▸ Tasks to complete:
a – Please reproduce a passage from the Hacker News comment below. Begin at the words "Long answer lead" and stop after "minddb fail ?".
b – Answer these questions from the Hacker News comment below:
(i) Which tools does the short answer name for hyperparameter search?
(ii) How long does the writer say the long answer runs?
(iii) Can the search be distributed in parallel across multiple nodes?
c – Continue the Hacker News comment below from the point where it stops.

▸ Source text:
========================================
Hacker News new | ask | show | jobs
by george3d6 1944 days ago
> So I assume that you are doing hyperparameter search? Can you share what optimization method you are using for search (e.g. random, gp )?

Short answer is optuna and ax but only sometimes.

Long answer lead me down a rabbit whole and it's 10k+ words and a few experiments deep. If you're interested in this are specifically ping me, but I've got nothing concrete, however I like discussing it. A recent paper I saw that somewhat echos my thoughts is: https://arxiv.org/pdf/2102.03034.pdf | but some bits feel either over my head and/or overly pedantic and/or overly formal | and I'm not sure I agree with the conclusion | and loads of it is irrelevant. But if the problem interests you I'd suggest giving it some time, with those disclaimers in mind

> Also, is the search can be distributed in parallel to multi node ?

Theoretically yes, practically it's still WIP to get this to work, but the architecture we have right now is very much conceived with massive distribution in mind (see our docs for more details on that).

> And, if mindsdb is not part of the db, what happen if minddb fail ?
========================================
▸ Information shown:
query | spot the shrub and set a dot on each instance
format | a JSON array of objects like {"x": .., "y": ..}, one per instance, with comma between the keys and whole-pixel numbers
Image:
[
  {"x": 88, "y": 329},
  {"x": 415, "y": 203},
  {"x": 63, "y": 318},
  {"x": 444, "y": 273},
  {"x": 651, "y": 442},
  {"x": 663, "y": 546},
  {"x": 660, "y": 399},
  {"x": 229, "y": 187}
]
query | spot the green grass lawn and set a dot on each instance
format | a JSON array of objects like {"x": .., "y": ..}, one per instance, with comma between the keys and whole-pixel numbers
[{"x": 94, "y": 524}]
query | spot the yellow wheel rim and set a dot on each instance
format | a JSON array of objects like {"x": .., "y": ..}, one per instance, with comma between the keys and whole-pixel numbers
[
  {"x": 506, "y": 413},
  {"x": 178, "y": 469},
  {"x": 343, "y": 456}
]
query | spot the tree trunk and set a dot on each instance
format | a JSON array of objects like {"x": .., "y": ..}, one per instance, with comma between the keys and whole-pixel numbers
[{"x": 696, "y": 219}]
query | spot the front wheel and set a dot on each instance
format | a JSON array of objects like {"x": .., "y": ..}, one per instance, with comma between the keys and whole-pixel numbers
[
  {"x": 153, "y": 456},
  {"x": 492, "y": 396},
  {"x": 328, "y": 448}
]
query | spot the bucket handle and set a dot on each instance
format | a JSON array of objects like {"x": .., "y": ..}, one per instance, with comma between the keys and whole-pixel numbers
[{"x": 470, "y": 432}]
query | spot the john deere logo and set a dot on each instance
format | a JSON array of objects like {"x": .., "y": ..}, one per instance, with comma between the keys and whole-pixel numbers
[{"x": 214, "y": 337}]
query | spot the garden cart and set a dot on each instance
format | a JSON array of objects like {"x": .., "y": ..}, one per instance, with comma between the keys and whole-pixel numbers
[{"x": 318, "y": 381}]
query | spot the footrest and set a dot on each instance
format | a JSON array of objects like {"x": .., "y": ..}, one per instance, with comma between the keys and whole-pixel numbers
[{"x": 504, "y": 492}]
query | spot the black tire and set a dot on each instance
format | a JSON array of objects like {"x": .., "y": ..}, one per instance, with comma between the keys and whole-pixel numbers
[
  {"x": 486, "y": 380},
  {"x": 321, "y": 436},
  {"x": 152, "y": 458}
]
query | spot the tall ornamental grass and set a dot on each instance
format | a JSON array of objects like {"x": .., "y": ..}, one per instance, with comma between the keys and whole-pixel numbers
========================================
▸ Your written answers:
a –
Long answer lead me down a rabbit whole and it's 10k+ words and a few experiments deep. If you're interested in this are specifically ping me, but I've got nothing concrete, however I like discussing it. A recent paper I saw that somewhat echos my thoughts is: https://arxiv.org/pdf/2102.03034.pdf | but some bits feel either over my head and/or overly pedantic and/or overly formal | and I'm not sure I agree with the conclusion | and loads of it is irrelevant. But if the problem interests you I'd suggest giving it some time, with those disclaimers in mind

> Also, is the search can be distributed in parallel to multi node ?

Theoretically yes, practically it's still WIP to get this to work, but the architecture we have right now is very much conceived with massive distribution in mind (see our docs for more details on that).

> And, if mindsdb is not part of the db, what happen if minddb fail ?

b –
(i) Optuna and ax, but only sometimes.
(ii) 10k+ words and a few experiments deep.
(iii) Theoretically yes, but in practice it is still a work in progress. The current architecture was designed with massive distribution in mind.

c –
The select query you use to make a prediction returns an error, essentially. Assuming you mean "what happens if it crashes or if the model you are using crashes?".

e.g:

psql> SELECT diagnostic FROM mindsdb.flu_detector WHERE headache=true AND temperature=37.5 AND cough='mild';

psql> Error: External table returned error: "Segfault"

OR

psql> SELECT diagnostic FROM mindsdb.flu_detector WHERE headache=true AND temperature=37.5 AND coughsfsagsa='mild';

psql> Error: External table returned error: Input column `coughsfsagsa` doesn't exist

(or something like that)

> Also, do you support automatic retraining?

Not at the moment, but we're going to add it very soon, with the first implementation allowing retraining with a certain user-set frequency (e.g. once every 2 hours).

Which will allow the model to be always fresh as new data comes in (assuming there's no time limit on the query)

1 comments

Wow. Thanks for the answer and for the paper !. I myself implemented this: https://arxiv.org/pdf/1810.05934.pdf in go.

The issue with retraining is that you need new labels (assume supervised ML). so I wonder what process do you use to get those.